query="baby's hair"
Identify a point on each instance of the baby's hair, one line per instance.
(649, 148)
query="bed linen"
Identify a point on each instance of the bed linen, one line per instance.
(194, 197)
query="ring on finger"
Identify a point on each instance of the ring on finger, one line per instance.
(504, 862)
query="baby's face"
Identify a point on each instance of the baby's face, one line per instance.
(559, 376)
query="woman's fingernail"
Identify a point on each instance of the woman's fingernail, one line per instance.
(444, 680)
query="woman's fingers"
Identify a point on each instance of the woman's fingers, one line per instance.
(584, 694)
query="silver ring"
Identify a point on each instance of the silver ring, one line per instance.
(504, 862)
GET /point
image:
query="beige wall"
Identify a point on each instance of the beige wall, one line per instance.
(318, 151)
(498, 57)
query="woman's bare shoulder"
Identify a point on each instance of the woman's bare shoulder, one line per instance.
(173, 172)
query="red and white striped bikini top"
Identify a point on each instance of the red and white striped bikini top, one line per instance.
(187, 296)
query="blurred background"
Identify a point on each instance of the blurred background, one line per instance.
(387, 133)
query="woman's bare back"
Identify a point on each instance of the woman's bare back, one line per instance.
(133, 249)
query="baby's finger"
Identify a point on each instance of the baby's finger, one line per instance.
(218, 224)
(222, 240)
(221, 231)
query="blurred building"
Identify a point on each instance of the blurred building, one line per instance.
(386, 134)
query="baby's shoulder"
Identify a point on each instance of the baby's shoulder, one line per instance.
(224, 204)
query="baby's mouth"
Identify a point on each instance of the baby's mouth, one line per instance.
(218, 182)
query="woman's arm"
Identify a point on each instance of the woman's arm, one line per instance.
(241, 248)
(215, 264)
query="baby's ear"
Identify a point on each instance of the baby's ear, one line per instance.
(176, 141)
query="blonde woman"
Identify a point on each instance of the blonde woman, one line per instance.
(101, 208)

######

Exactly reproduce all of the entries above.

query="baby's hair"
Identify a point on each instance of the baby's hair, one line per instance.
(649, 148)
query="bed linen"
Identify a point on each instance of the bed linen, one line per instance.
(194, 197)
query="ring on finger"
Identify a point on each instance of the ring on finger, one line per instance.
(504, 862)
query="baby's face"
Identify a point on each instance of the baby's face, one line per instance.
(559, 376)
query="woman's fingernail"
Identify a point on each instance of the woman's fingernail, one line per instance.
(444, 680)
query="woman's fingers"
Identify a point on each instance of the woman's fingers, one line per instance.
(584, 694)
query="silver ring"
Identify a point on each instance of the silver ring, one line per instance.
(504, 862)
GET /point
image:
query="beige wall"
Identify a point on each instance of the beige wall, one line per instance.
(318, 151)
(498, 57)
query="woman's bare shoulder"
Identify a point on each instance of the woman's bare shoulder, one line per instance.
(173, 172)
query="red and white striped bikini top"
Identify a point on each instance of the red and white striped bikini top, one line per instance.
(187, 296)
query="blurred background"
Identify a point on each instance of the blurred background, one line per instance.
(387, 133)
query="woman's bare back"
Identify a point on each instance of the woman's bare back, one line per instance.
(133, 249)
query="baby's finger"
Identify a point on each instance of the baby's finger, one line per instance.
(218, 224)
(222, 240)
(221, 231)
query="blurred building"
Identify a point on each instance of the blurred building, one line per instance.
(386, 134)
query="baby's shoulder"
Identify a point on each instance of the baby's shoulder, one line per instance.
(224, 204)
query="baby's mouth"
Identify a point on each instance of the baby's mouth, one line per instance.
(218, 182)
query="woman's arm"
Identify a point on each instance of the woman's arm, one line per instance.
(241, 248)
(215, 264)
query="baby's ear"
Identify a point on each instance of the baby's ear, one line per instance.
(176, 141)
query="blonde woman"
Identify a point on each instance of the blonde woman, one line per instance.
(101, 208)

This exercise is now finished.